• _REQUIRED TASK 1_
In the passage about the federal Continuing Resolution, on what date does the CR expire?

• _PASSAGE TO READ_
## begin
After waiting until the last possible minute to act, Congress recently averted a shutdown of the federal government by passing a “Continuing Resolution” (CR) for the 2016 federal fiscal year that began on October 1, 2015. Yet this short-term action, which only keeps the government open until mid-December, can’t be counted as an accomplishment because the CR fails fundamentally to meet the resource needs of programs that support low-income families by merely continuing last year’s inadequate funding levels—the lowest in a decade, adjusted for inflation—for all annually appropriated federal programs.
This marks an ominous start to the fiscal year for crucial services, such as child care, education, job training, and health care, that can help hard-working poor and low-income people lift themselves and their families to economic security. And while this short-term fix averted the disruption and severe consequences of an immediate government shutdown, it simply postpones the crucial decisions on funding for key priorities—setting the stage for yet another shutdown stand-off when the CR expires on December 11, 2015.
The consequences would be a slow-motion disaster if Congress fails over the coming weeks to sharply raise funding levels as it deliberates over the FY 2016 budget. For example:
Holding child care funding at its current levels means that fewer children will receive the stable and healthy child care they need to thrive and their parents need to succeed on the job. Recent data show that participation in child care funded through the Child Care and Development Block Grant program has fallen to a 16-year low, with just 1.4 million children being served in 2014, and spending at an 11-year low as of 2013.
Fewer workers will receive the skills training and postsecondary credentials they need to move toward better jobs, as the current funding levels for key adult and youth employment and training and adult education programs are 6 percent lower than the amounts authorized in last year’s bipartisan reauthorization of the federal workforce development law. This continues a decline in funding for these programs of more than 30 percent in real terms over the past 15 years.
Communities of color have been hit especially hard by federal disinvestment in key programs such as child care, workforce training, and Head Start. Youth of color, particularly out of school youth, simply don’t have the resources they need to succeed, and young children cannot get the start they need and deserve without help. With children of color soon to be half of all children—and already half of children under five—their success matters deeply to America’s future.
## end
[Rows of box annotation data]
## begin
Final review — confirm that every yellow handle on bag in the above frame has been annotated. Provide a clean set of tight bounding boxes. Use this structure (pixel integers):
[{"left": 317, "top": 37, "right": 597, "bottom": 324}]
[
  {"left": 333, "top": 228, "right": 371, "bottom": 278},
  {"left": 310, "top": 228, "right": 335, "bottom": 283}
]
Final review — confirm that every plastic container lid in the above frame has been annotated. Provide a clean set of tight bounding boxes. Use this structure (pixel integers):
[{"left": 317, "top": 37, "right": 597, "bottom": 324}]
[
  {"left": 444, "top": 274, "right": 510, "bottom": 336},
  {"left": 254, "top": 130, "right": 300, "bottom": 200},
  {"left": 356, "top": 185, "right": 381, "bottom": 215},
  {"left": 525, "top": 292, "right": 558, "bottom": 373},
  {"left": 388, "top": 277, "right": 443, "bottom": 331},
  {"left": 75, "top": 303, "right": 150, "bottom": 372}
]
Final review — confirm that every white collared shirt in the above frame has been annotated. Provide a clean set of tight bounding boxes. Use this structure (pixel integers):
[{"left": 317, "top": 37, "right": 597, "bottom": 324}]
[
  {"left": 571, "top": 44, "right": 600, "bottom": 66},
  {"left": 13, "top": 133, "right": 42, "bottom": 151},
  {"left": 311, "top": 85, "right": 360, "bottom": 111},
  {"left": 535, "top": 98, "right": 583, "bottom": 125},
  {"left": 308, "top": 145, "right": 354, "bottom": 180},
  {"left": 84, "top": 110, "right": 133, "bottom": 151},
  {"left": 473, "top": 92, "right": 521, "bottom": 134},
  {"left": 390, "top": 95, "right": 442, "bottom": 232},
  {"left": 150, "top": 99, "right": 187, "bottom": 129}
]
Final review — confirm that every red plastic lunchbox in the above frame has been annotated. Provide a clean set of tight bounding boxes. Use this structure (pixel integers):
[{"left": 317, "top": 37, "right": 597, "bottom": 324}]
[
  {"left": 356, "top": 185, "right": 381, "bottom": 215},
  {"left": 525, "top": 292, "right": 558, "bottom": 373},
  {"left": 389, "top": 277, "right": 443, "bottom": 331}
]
## end
• _REQUIRED TASK 2_
Gather every line in the rows that contains the string "plastic", treating uppercase and lowercase as different.

• _TASK SOLUTION 1_
December 11, 2015

• _TASK SOLUTION 2_
Final review — confirm that every plastic container lid in the above frame has been annotated. Provide a clean set of tight bounding boxes. Use this structure (pixel integers):
Final review — confirm that every red plastic lunchbox in the above frame has been annotated. Provide a clean set of tight bounding boxes. Use this structure (pixel integers):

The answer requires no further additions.